Un jour Philippe-Auguste, en venant de Gaillon, passa auprès d'eux en inspectant les travaux du blocus: ils se jetèrent à ses genoux et le supplièrent de mettre fin à leurs misères. Le roi, saisi de pitié, ordonna de leur distribuer autant de vivres qu'ils en désireraient et de leur donner leur liberté; mais leur estomac avait tellement souffert de la faim que beaucoup moururent. Cependant, lassé de voir les opérations traîner aussi longtemps, le roi ordonna de tenter l'assaut; pour cela il fit établir un chemin couvert, de façon à s'approcher de la grosse tour située au sud et fit combler les fossés du château avec des fascines et des mottes de gazon, en ayant soin de protéger les ouvriers par des palissades. Il fit construire, avec de gros arbres abattus dans les bois voisins, un beffroi monté sur quatre roues; du haut de cette tour, qui dominait même les murailles de la forteresse, Blondin, Périgues et d'autres archers très habiles criblaient les assiégés de traits meurtriers. D'autres, munis de leurs frondes, lançaient des pierres; le roi lui-même encourageait leur ardeur et revint plus d'une fois son bouclier tout hérissé de flèches. De l'intérieur du château, un pierrier et un mangonneau lançaient sur les assaillants des grêles de pierres et les archers renvoyaient les flèches qui leur étaient adressées. Lorsque le fossé fut à peu près comblé, les assaillants appliquèrent leurs échelles vers l'autre bord du talus, au-dessus duquel était bâtie la grosse tour d'angle dont nous avons parlé ci-dessus. Mais les échelles se trouvèrent beaucoup trop courtes même pour arriver au pied des murailles. Alors, fichant leurs poignards dans la pierre, ils arrivèrent à se hisser jusqu'au pied des murailles; puis, se couvrant de leurs boucliers, ils aidèrent leurs amis à monter et commencèrent à miner le pied des murs, les soutenant avec des pièces de bois pour empêcher qu'ils ne vinssent à s'écrouler sur eux.

**DONNÉES FOURNIES**
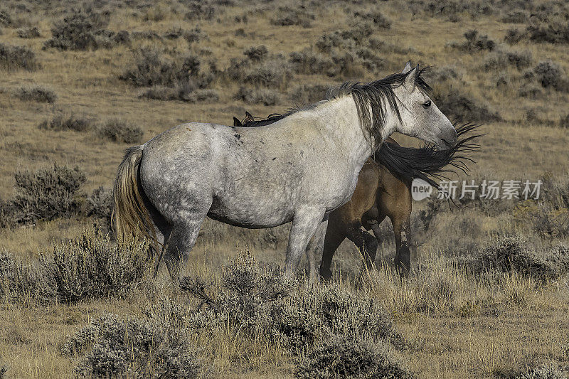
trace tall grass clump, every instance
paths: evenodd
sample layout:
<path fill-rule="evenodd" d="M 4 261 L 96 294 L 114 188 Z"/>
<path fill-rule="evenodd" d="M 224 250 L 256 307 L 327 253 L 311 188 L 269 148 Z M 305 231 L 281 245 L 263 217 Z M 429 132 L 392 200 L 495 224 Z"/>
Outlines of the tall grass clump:
<path fill-rule="evenodd" d="M 4 70 L 33 71 L 40 67 L 36 53 L 24 46 L 0 43 L 0 68 Z"/>
<path fill-rule="evenodd" d="M 50 303 L 55 299 L 55 283 L 40 266 L 0 252 L 0 296 L 9 301 Z"/>
<path fill-rule="evenodd" d="M 84 132 L 92 129 L 92 126 L 93 120 L 87 117 L 77 116 L 75 114 L 66 116 L 63 113 L 58 113 L 53 116 L 51 119 L 43 121 L 38 127 L 50 130 Z"/>
<path fill-rule="evenodd" d="M 557 277 L 555 267 L 531 250 L 518 237 L 501 237 L 481 250 L 475 257 L 476 268 L 500 272 L 516 272 L 538 280 Z"/>
<path fill-rule="evenodd" d="M 294 377 L 405 379 L 413 375 L 393 356 L 393 348 L 384 341 L 334 335 L 318 343 L 299 361 Z"/>
<path fill-rule="evenodd" d="M 53 279 L 58 299 L 65 303 L 128 295 L 152 268 L 147 243 L 116 244 L 93 230 L 55 245 L 53 258 L 44 255 L 42 265 Z"/>
<path fill-rule="evenodd" d="M 36 172 L 16 172 L 14 178 L 10 203 L 18 223 L 69 217 L 80 210 L 79 191 L 87 178 L 78 167 L 54 164 Z"/>
<path fill-rule="evenodd" d="M 21 87 L 16 90 L 16 97 L 22 101 L 48 103 L 55 102 L 58 98 L 52 90 L 42 85 Z"/>
<path fill-rule="evenodd" d="M 140 127 L 131 125 L 126 121 L 111 119 L 100 129 L 101 137 L 115 142 L 138 144 L 142 139 L 144 132 Z"/>
<path fill-rule="evenodd" d="M 204 373 L 190 331 L 155 320 L 109 314 L 68 338 L 62 352 L 79 354 L 80 378 L 198 378 Z"/>
<path fill-rule="evenodd" d="M 105 29 L 108 15 L 90 11 L 74 11 L 56 21 L 51 28 L 52 37 L 43 48 L 58 50 L 87 50 L 110 48 L 117 43 L 128 43 L 125 35 L 115 35 Z"/>

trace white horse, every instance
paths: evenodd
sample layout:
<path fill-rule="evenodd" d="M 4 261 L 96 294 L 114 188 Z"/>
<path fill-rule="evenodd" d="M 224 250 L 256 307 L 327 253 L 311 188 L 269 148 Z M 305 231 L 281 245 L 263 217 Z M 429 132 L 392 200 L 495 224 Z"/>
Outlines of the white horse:
<path fill-rule="evenodd" d="M 284 265 L 292 274 L 311 237 L 321 249 L 329 213 L 350 199 L 363 163 L 390 134 L 441 149 L 456 143 L 420 74 L 409 62 L 401 73 L 342 85 L 270 126 L 182 124 L 129 148 L 115 184 L 117 237 L 161 245 L 175 278 L 206 216 L 250 228 L 292 221 Z"/>

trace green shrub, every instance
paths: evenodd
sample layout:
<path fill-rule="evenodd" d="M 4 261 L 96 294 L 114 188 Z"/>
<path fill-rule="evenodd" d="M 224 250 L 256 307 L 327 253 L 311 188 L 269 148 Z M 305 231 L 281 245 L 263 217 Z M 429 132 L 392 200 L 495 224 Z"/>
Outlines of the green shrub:
<path fill-rule="evenodd" d="M 277 267 L 260 265 L 250 254 L 240 255 L 223 267 L 219 286 L 206 284 L 200 278 L 186 277 L 180 280 L 183 291 L 201 299 L 213 311 L 223 324 L 225 322 L 246 331 L 270 329 L 270 305 L 289 296 L 293 283 L 283 277 Z M 212 287 L 215 297 L 206 289 Z"/>
<path fill-rule="evenodd" d="M 107 22 L 107 17 L 99 14 L 73 11 L 53 24 L 52 37 L 44 48 L 86 50 L 110 47 L 115 33 L 103 28 Z"/>
<path fill-rule="evenodd" d="M 66 354 L 84 353 L 75 372 L 85 378 L 198 378 L 203 373 L 188 331 L 110 314 L 70 337 Z"/>
<path fill-rule="evenodd" d="M 314 18 L 314 15 L 304 6 L 295 8 L 280 6 L 275 15 L 270 19 L 270 23 L 280 26 L 298 25 L 303 28 L 310 28 Z"/>
<path fill-rule="evenodd" d="M 526 28 L 526 34 L 533 42 L 569 43 L 569 26 L 565 22 L 548 21 L 532 23 Z"/>
<path fill-rule="evenodd" d="M 101 127 L 100 134 L 103 138 L 115 142 L 138 144 L 144 132 L 140 127 L 130 125 L 124 120 L 112 119 Z"/>
<path fill-rule="evenodd" d="M 466 51 L 491 51 L 496 48 L 496 42 L 488 38 L 488 36 L 479 34 L 476 29 L 464 33 L 466 41 L 462 43 L 451 43 L 450 46 L 454 48 Z"/>
<path fill-rule="evenodd" d="M 0 68 L 4 70 L 27 70 L 33 71 L 39 67 L 36 53 L 24 46 L 13 46 L 0 43 Z"/>
<path fill-rule="evenodd" d="M 280 102 L 279 92 L 267 88 L 253 89 L 240 87 L 235 98 L 248 104 L 262 104 L 267 106 L 276 105 Z"/>
<path fill-rule="evenodd" d="M 286 87 L 291 77 L 289 65 L 280 55 L 272 55 L 260 62 L 252 62 L 248 58 L 231 58 L 225 75 L 239 84 L 271 88 Z"/>
<path fill-rule="evenodd" d="M 302 379 L 413 377 L 384 341 L 355 340 L 341 335 L 331 335 L 317 343 L 299 361 L 294 376 Z"/>
<path fill-rule="evenodd" d="M 95 216 L 105 220 L 107 226 L 111 225 L 112 214 L 112 191 L 99 187 L 87 198 L 87 215 Z"/>
<path fill-rule="evenodd" d="M 486 70 L 514 67 L 518 70 L 531 65 L 531 53 L 526 51 L 498 50 L 489 55 L 485 60 L 484 67 Z"/>
<path fill-rule="evenodd" d="M 488 105 L 457 89 L 439 93 L 433 100 L 441 112 L 447 117 L 472 122 L 490 122 L 501 119 L 500 114 L 491 110 Z"/>
<path fill-rule="evenodd" d="M 551 60 L 540 62 L 533 73 L 544 88 L 552 87 L 558 91 L 569 91 L 569 81 L 561 67 Z"/>
<path fill-rule="evenodd" d="M 52 130 L 84 132 L 92 129 L 92 126 L 93 120 L 85 116 L 76 116 L 75 114 L 65 116 L 62 113 L 58 113 L 53 116 L 51 119 L 42 122 L 38 125 L 38 127 Z"/>
<path fill-rule="evenodd" d="M 4 9 L 0 9 L 0 25 L 2 26 L 12 26 L 12 16 Z"/>
<path fill-rule="evenodd" d="M 390 317 L 371 299 L 336 284 L 299 285 L 249 254 L 225 266 L 220 283 L 186 277 L 180 287 L 201 300 L 187 320 L 193 328 L 229 325 L 241 335 L 265 336 L 294 355 L 330 333 L 401 343 Z"/>
<path fill-rule="evenodd" d="M 363 20 L 371 21 L 376 27 L 381 29 L 389 29 L 391 28 L 391 20 L 383 16 L 378 9 L 364 12 L 356 11 L 353 13 L 353 16 Z"/>
<path fill-rule="evenodd" d="M 551 262 L 523 246 L 517 237 L 501 237 L 483 248 L 475 257 L 475 269 L 516 272 L 537 280 L 557 277 L 558 273 Z"/>
<path fill-rule="evenodd" d="M 188 9 L 185 18 L 193 20 L 212 20 L 217 13 L 216 7 L 208 1 L 184 0 L 184 5 Z"/>
<path fill-rule="evenodd" d="M 265 45 L 251 46 L 243 51 L 243 54 L 253 62 L 260 62 L 269 56 L 269 50 Z"/>
<path fill-rule="evenodd" d="M 506 32 L 506 36 L 504 36 L 504 41 L 510 45 L 515 45 L 523 39 L 525 36 L 526 34 L 519 29 L 508 29 Z"/>
<path fill-rule="evenodd" d="M 561 371 L 557 365 L 549 363 L 530 368 L 516 379 L 565 379 L 567 373 Z"/>
<path fill-rule="evenodd" d="M 275 302 L 271 312 L 273 336 L 294 353 L 306 351 L 327 333 L 399 338 L 390 316 L 377 304 L 337 284 L 294 292 Z"/>
<path fill-rule="evenodd" d="M 43 257 L 42 265 L 53 278 L 59 300 L 71 303 L 128 294 L 151 271 L 147 252 L 147 243 L 117 245 L 108 235 L 88 231 L 56 245 L 53 260 Z"/>
<path fill-rule="evenodd" d="M 201 61 L 193 55 L 168 60 L 160 51 L 145 48 L 134 52 L 133 61 L 134 65 L 119 78 L 137 87 L 164 86 L 177 90 L 190 87 L 193 90 L 207 87 L 215 78 L 213 72 L 202 73 Z"/>
<path fill-rule="evenodd" d="M 58 97 L 55 92 L 41 85 L 22 87 L 16 91 L 16 96 L 22 101 L 37 102 L 55 102 Z"/>
<path fill-rule="evenodd" d="M 11 201 L 18 223 L 69 217 L 79 210 L 78 194 L 87 178 L 78 168 L 54 164 L 35 173 L 18 171 Z"/>
<path fill-rule="evenodd" d="M 21 38 L 37 38 L 41 37 L 40 31 L 37 26 L 30 28 L 21 28 L 16 31 Z"/>
<path fill-rule="evenodd" d="M 14 302 L 49 303 L 55 299 L 55 283 L 41 267 L 0 252 L 0 295 Z"/>
<path fill-rule="evenodd" d="M 329 85 L 300 85 L 290 93 L 289 98 L 297 105 L 312 104 L 326 98 Z"/>

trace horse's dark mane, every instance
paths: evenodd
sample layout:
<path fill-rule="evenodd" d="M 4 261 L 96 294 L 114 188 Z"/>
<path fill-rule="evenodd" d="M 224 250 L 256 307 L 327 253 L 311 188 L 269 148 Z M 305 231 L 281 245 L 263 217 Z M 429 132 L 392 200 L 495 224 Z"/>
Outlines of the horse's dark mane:
<path fill-rule="evenodd" d="M 422 78 L 422 74 L 428 68 L 418 69 L 415 78 L 415 85 L 424 92 L 430 92 L 430 86 Z M 346 82 L 338 87 L 328 90 L 325 100 L 337 99 L 342 96 L 351 95 L 356 108 L 358 111 L 358 118 L 360 121 L 363 135 L 368 141 L 378 146 L 381 143 L 381 134 L 385 123 L 385 105 L 388 104 L 395 112 L 399 121 L 401 121 L 401 114 L 399 112 L 399 106 L 397 98 L 393 92 L 393 88 L 403 85 L 411 70 L 406 73 L 395 73 L 383 79 L 371 82 L 368 84 L 361 84 L 359 82 Z M 242 124 L 243 127 L 260 127 L 267 125 L 282 119 L 290 114 L 300 111 L 312 109 L 319 105 L 319 102 L 306 107 L 297 107 L 289 110 L 284 114 L 275 114 L 273 117 L 267 117 L 265 120 L 248 122 Z M 370 113 L 371 108 L 371 113 Z"/>
<path fill-rule="evenodd" d="M 454 169 L 468 172 L 467 164 L 474 161 L 467 154 L 479 149 L 479 145 L 474 143 L 474 139 L 482 135 L 474 133 L 479 126 L 474 124 L 457 126 L 457 144 L 448 150 L 437 150 L 428 144 L 415 148 L 385 143 L 372 157 L 400 178 L 408 181 L 420 178 L 439 188 L 432 178 L 447 178 L 446 175 L 455 172 Z M 445 169 L 447 166 L 452 168 Z"/>
<path fill-rule="evenodd" d="M 286 114 L 273 113 L 265 119 L 248 121 L 240 126 L 254 127 L 268 125 L 285 117 Z M 454 172 L 454 169 L 464 173 L 468 171 L 467 164 L 473 161 L 467 154 L 479 148 L 478 144 L 474 143 L 474 140 L 482 135 L 474 134 L 479 127 L 468 123 L 456 126 L 458 140 L 457 144 L 448 150 L 437 150 L 433 146 L 426 144 L 422 147 L 405 147 L 386 142 L 382 144 L 372 156 L 377 163 L 385 166 L 400 179 L 410 181 L 420 178 L 438 188 L 439 185 L 433 178 L 447 178 L 445 175 Z M 447 166 L 452 168 L 445 169 Z"/>
<path fill-rule="evenodd" d="M 416 72 L 415 85 L 421 91 L 428 93 L 432 89 L 422 76 L 427 68 L 418 69 L 419 70 Z M 399 105 L 397 104 L 393 88 L 403 85 L 411 73 L 415 71 L 412 70 L 406 73 L 391 74 L 368 84 L 346 82 L 339 87 L 329 90 L 326 100 L 330 100 L 346 95 L 351 95 L 356 103 L 358 118 L 363 134 L 369 142 L 373 142 L 375 146 L 378 146 L 381 143 L 381 134 L 385 124 L 385 102 L 391 107 L 401 122 Z M 370 107 L 371 114 L 369 112 Z"/>

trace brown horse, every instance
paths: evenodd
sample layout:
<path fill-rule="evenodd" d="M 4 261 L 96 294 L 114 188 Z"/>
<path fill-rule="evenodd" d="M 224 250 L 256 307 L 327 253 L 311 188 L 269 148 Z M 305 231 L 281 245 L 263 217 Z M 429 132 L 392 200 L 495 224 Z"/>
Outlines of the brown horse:
<path fill-rule="evenodd" d="M 248 112 L 246 115 L 243 122 L 233 117 L 234 125 L 267 125 L 282 117 L 272 114 L 265 119 L 255 121 Z M 395 237 L 395 266 L 400 274 L 407 274 L 411 267 L 411 183 L 419 178 L 438 188 L 429 176 L 442 177 L 444 173 L 452 171 L 445 170 L 446 166 L 466 172 L 466 162 L 472 161 L 464 154 L 477 149 L 472 140 L 480 135 L 472 134 L 477 127 L 469 124 L 458 126 L 457 145 L 445 151 L 426 145 L 421 148 L 403 147 L 393 139 L 388 139 L 362 167 L 351 199 L 330 213 L 320 275 L 324 279 L 330 278 L 332 258 L 346 238 L 360 250 L 365 267 L 373 267 L 381 237 L 379 225 L 386 217 L 391 220 Z"/>

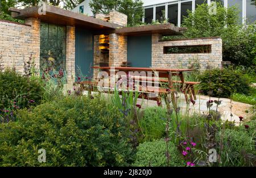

**CONSIGNE**
Répondez aux trois questions suivantes en vous appuyant sur le texte.
1. Qu'ordonna le roi de donner à ceux qui se jetèrent à ses genoux ?
2. Sur combien de roues le beffroi était-il monté ?
3. Qu'est-ce que les assaillants fichèrent dans la pierre pour se hisser jusqu'au pied des murailles ?

**RÉPONSE ATTENDUE**
1. Autant de vivres qu'ils en désireraient, ainsi que leur liberté.
2. Sur quatre roues.
3. Leurs poignards.